* [CONSEGNE]:
A. Puoi ricopiare parola per parola il tratto del brano sui fondi a scadenza che va da "In generale, dal" fino a "Bilanciati altro italiani."?
B. Come prosegue il brano sui fondi a scadenza dopo la sua ultima frase? Scrivine il seguito.

* [BRANO DI RIFERIMENTO]:

╔══

In Italia continua il dominio dei comparti a scadenza predefinita. A giugno, Morningstar stima flussi netti positivi per la categoria dei “Bilanciati altro” (che contiene prevalentemente questa tipologia di fondi) pari a 684 milioni di euro, a fronte di un risultato complessivo netto negativo di oltre 150 milioni di euro. Il 65% della raccolta da inizio anno è legato ai cosiddetti “bilanciati a cedola”, prodotti con una data obiettivo (generalmente pari a cinque anni) che aggiungono un’esposizione azionaria all’investimento in obbligazioni.
Terzo mese consecutivo in negativo, invece, per la tipologia degli Obbligazionari a scadenza (124 milioni di deflussi a giugno dopo i 111 milioni di maggio e i 170 milioni di riscatti ad aprile), un trend coerente con il fatto che questi prodotti subiscono una chiusura totale dopo la fine del periodo di collocamento. In altre parole è il lancio di nuovi comparti a guidare la raccolta, che diventa negativa per tutti quelli di precedente emissione.
Il successo dei Bilanciati
Quello dei prodotti a scadenza è un fenomeno relativamente recente e limitato al segmento retail. A gennaio 2013 il totale delle masse nelle due Categorie Morningstar “Obbligazionari a scadenza” e “Bilanciati altro”era l’11% del patrimonio totale investito nei domiciliati in Italia. A giugno 2015 questa percentuale è invece salita al 33%, grazie soprattutto ai bilanciati, che raggiungono oggi oltre 56 miliardi di euro di asset under management. Se prima del 2013 esistevano soltanto 41 prodotti di questo tipo, nel 2013 ne sono stati lanciati 89, nel 2014 quasi 100 e nei primi sei mesi del 2015 un totale di 64. La discesa dei rendimenti dei bond europei ha invece reso meno interessanti le cedole degli obbligazionari, a parità di rischi. Anche per questa ragione le società di gestione hanno ridotto il lancio degli “Obbligazionari a scadenza predefinita” dai 32 del 2013 ai 21 del 2014 fino ai 10 della prima metà del 2015.
In generale, dal 2013 a oggi la macro categoria dei Bilanciati ha più che raddoppiato le proprie masse, diventando la principale tipologia di fondi tra quelli italiani (anche più amata del reddito fisso).
Non tutte le società italiane, comunque, stanno cavalcando il trend di questa tipologia di prodotti. Tra le più attive ci sono le Sgr appartenenti a gruppi bancari o con forti legami con un network di filiali. Anche questo dato non sorprende, se pensiamo che questi comparti sono generalmente caratterizzati dalla presenza di una commissione di collocamento (che può variare dall’1% fino al 4,25%) corrisposta ai distributori e pagata al termine del periodo di lancio. A giugno a fare la parte del leone è stata ancora una volta Eurizon Capital, con quasi 600 milioni di euro di flussi netti in entrata verso i Bilanciati altro italiani.

╚══

* [MATERIALE ESTRATTO]:
╔══

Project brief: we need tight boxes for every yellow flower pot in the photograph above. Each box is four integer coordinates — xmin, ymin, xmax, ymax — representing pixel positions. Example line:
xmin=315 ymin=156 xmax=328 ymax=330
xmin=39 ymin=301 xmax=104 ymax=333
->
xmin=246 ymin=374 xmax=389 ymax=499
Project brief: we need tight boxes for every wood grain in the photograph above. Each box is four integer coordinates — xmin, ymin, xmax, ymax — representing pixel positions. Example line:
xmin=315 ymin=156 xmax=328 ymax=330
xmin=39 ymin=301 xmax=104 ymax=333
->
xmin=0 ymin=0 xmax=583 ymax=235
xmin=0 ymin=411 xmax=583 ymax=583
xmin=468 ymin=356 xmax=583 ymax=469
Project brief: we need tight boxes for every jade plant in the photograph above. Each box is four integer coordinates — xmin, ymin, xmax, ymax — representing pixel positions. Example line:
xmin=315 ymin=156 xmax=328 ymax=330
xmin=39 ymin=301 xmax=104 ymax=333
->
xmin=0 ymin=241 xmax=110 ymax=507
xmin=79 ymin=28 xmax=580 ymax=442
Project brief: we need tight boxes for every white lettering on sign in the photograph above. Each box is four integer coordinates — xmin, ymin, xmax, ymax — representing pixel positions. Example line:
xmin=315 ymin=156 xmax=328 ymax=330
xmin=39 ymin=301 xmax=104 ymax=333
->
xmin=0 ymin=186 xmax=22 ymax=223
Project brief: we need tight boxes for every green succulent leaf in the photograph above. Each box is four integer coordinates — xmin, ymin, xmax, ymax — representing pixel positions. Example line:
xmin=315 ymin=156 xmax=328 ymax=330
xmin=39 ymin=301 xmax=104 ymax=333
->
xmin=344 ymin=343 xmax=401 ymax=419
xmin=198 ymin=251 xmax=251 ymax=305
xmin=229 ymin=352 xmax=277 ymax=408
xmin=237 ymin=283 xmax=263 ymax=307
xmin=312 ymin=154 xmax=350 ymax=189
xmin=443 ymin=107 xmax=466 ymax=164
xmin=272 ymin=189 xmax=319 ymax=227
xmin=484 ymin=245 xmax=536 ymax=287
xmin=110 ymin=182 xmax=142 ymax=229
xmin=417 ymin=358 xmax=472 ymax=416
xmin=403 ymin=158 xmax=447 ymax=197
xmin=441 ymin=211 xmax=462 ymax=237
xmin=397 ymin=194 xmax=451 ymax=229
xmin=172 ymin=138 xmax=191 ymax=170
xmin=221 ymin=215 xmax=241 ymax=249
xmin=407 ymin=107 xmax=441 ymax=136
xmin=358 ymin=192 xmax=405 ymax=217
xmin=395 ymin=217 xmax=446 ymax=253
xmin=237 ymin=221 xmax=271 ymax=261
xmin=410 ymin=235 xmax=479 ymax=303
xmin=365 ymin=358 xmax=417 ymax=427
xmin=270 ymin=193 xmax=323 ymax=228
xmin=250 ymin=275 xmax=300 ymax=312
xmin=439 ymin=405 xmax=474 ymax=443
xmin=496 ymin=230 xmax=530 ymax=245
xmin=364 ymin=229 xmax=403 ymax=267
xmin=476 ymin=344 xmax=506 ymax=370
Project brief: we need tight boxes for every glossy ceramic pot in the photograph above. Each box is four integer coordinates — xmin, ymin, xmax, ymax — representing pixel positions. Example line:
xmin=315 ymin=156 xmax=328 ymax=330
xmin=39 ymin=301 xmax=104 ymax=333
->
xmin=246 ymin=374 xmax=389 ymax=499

╚══
╔══

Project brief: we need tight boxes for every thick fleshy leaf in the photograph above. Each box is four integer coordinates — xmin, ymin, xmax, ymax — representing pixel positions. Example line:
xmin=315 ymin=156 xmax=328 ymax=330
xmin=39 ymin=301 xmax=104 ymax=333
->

╚══

* [SOLUZIONI]:
A.
In generale, dal 2013 a oggi la macro categoria dei Bilanciati ha più che raddoppiato le proprie masse, diventando la principale tipologia di fondi tra quelli italiani (anche più amata del reddito fisso).
Non tutte le società italiane, comunque, stanno cavalcando il trend di questa tipologia di prodotti. Tra le più attive ci sono le Sgr appartenenti a gruppi bancari o con forti legami con un network di filiali. Anche questo dato non sorprende, se pensiamo che questi comparti sono generalmente caratterizzati dalla presenza di una commissione di collocamento (che può variare dall’1% fino al 4,25%) corrisposta ai distributori e pagata al termine del periodo di lancio. A giugno a fare la parte del leone è stata ancora una volta Eurizon Capital, con quasi 600 milioni di euro di flussi netti in entrata verso i Bilanciati altro italiani.

B.
Poiché la maggior parte di questi fondi è partita da pochi mesi non è possibile esaminarne le performance su orizzonti temporali di medio lungo termine. Infatti, solo 23 su un totale di 298 classi hanno un track record di almeno tre anni. Nei 12 mesi fino alla fine di giugno 2015, però, ne contiamo 180. Può essere interessante notare come in termini di Sharpe Ratio (una misura delle performance corrette per i rischi data dal rapporto tra excess return e volatilità) solo in 32 (meno di un quinto) abbiano fatto meglio della media di Categoria Morningstar Bilanciati Moderati EUR – Globali, e solo 10 abbiano realizzato rendimenti migliori (anche se, va sottolineato, molti di essi hanno avuto una esposizione azionaria inferiore alla media dei bilanciati moderati globali, che è attorno al 40%).
Nel complesso, il team di Manager Research di Morningstar considera questa tipologia di prodotti costosa (in media), difficile da comparare, complessa da usare nel contesto di un portafoglio diversificato e contraddistinta dalla presenza di vincoli maggiori per manager e investitori.
I numeri in prospettiva
Quelli italiani restano tuttavia una goccia nel mare magnum dei fondi di investimento disponibili. Se, infatti, esistono oggi oltre 27mila classi autorizzate alla vendita in Italia, soltanto poco più di 1.000 sono qui domiciliate (meno del 5%). Inutile fare un confronto per gli Etf, dato che non ne esistono di domiciliati nel Belpaese. Delle 2.468 classi lanciate dal 1984 ad oggi, quelle attive sono appunto 1.070; 1.398 sono stati i comparti fusi (la stragrande maggioranza) o liquidati.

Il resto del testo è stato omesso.